* [Goal of the exercise] Reproduce without any change the lines that start with the line containing "Annotation guideline: for every instance of the distant mountain" and continue through the line containing "<point>618,326</point>".

Records from a collection
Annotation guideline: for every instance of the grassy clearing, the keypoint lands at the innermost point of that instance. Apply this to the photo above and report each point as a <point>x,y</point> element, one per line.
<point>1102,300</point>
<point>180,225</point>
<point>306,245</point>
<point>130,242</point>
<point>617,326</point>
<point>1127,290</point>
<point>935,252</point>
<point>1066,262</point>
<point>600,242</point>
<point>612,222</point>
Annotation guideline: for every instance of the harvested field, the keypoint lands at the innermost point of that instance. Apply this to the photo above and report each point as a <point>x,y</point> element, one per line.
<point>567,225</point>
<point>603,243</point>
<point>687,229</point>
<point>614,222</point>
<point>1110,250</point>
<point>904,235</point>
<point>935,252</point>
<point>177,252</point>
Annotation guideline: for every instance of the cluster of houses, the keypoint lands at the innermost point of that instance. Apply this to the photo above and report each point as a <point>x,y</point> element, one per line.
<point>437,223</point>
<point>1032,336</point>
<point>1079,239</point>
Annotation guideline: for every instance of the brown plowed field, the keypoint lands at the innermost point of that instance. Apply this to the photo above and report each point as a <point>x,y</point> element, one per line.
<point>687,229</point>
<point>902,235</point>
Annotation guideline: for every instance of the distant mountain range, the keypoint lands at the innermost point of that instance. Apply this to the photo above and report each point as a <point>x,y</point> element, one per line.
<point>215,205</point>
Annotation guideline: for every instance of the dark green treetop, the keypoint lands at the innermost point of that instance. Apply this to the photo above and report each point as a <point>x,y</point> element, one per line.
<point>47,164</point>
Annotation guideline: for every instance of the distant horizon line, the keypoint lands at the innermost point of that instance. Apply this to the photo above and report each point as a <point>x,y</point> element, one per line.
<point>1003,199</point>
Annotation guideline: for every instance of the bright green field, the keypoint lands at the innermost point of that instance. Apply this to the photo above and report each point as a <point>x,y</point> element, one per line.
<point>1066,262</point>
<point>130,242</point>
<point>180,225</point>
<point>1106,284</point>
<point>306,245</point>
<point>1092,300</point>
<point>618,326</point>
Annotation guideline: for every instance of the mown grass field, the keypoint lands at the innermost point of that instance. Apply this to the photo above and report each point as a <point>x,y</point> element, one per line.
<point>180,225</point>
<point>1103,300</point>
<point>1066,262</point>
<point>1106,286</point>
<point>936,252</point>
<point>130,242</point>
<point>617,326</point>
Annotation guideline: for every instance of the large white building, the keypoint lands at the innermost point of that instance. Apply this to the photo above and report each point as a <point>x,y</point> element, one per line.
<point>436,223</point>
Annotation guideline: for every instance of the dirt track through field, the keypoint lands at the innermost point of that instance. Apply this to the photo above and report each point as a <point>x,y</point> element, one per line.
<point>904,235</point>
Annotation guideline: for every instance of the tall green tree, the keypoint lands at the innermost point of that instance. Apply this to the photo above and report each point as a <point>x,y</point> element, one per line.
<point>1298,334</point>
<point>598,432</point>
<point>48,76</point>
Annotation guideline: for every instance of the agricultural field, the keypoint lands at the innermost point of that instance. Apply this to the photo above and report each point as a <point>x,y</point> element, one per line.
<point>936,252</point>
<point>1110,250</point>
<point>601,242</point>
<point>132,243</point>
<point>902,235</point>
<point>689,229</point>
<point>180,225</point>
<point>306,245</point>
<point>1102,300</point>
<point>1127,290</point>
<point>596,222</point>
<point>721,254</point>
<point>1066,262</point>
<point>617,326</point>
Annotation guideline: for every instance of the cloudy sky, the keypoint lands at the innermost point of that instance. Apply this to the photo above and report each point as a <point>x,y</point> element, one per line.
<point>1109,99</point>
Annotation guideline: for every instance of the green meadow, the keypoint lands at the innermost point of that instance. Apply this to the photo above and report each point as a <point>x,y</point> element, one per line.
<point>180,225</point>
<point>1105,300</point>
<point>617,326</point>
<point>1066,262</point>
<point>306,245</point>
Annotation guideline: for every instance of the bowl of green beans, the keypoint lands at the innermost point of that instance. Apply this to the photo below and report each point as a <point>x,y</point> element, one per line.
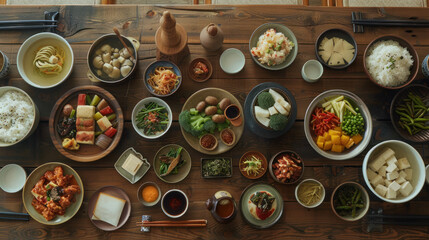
<point>350,201</point>
<point>151,117</point>
<point>409,113</point>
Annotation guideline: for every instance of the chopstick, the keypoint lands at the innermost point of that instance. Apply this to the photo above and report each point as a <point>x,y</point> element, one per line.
<point>14,216</point>
<point>184,223</point>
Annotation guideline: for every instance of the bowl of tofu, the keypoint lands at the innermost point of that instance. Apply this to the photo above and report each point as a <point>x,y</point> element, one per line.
<point>394,171</point>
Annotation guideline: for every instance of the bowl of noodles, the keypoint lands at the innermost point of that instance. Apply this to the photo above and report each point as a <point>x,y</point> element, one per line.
<point>45,60</point>
<point>162,78</point>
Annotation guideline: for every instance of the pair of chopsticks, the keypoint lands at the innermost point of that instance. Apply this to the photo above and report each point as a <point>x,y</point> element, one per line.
<point>14,216</point>
<point>184,223</point>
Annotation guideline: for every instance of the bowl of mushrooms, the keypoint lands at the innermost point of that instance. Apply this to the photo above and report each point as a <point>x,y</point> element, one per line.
<point>109,61</point>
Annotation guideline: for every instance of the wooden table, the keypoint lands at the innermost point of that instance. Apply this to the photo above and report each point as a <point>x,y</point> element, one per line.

* [Expected answer]
Annotation guideline: for every instance of the distant mountain range, the keypoint lands at the innermost point of that instance. Apply this to the photo above and report each point as a <point>x,y</point> element, one per line.
<point>215,205</point>
Annotation guideline: for every instance of the dark green treetop, the keypoint lands at the innermost point of that instance. Apply this to the photo above and report each point as a <point>x,y</point> element, one per line.
<point>47,164</point>
Annotation guideline: for every instance of the distant horizon line, the keypoint lands at the innermost point of that instance. Apply this to the photo above and report each point as a <point>x,y</point> element, one per line.
<point>1003,199</point>
Annotation guideline: for every instance of the bright green field, the keypoint lands at the innermost point of that instance. Apply this to the photo above and report each point as a <point>x,y</point> element, one per line.
<point>1066,262</point>
<point>130,242</point>
<point>180,225</point>
<point>1106,284</point>
<point>306,245</point>
<point>1092,300</point>
<point>618,326</point>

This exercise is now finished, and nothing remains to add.